> _Short exercise_
Count the lines of the data below that contain the string "distant", and reply with that number alone.

◆ ◆ ◆

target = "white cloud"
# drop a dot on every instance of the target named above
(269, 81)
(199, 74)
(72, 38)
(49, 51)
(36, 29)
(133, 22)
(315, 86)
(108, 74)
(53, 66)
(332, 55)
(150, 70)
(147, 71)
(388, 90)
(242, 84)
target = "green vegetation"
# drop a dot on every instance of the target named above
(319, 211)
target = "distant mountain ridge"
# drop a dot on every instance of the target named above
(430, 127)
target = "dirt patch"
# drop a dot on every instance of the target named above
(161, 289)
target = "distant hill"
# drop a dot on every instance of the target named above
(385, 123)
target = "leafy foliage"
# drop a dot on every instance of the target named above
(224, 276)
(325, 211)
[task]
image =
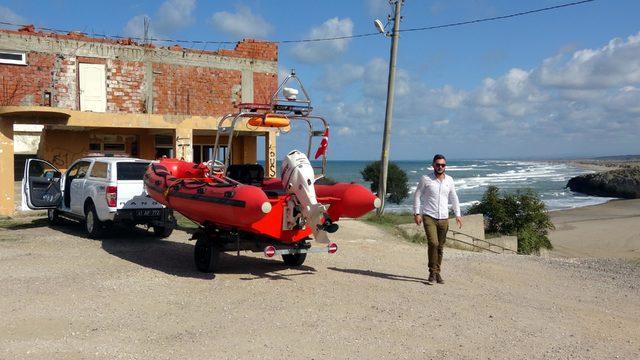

◆ ◆ ◆

> _Solution_
2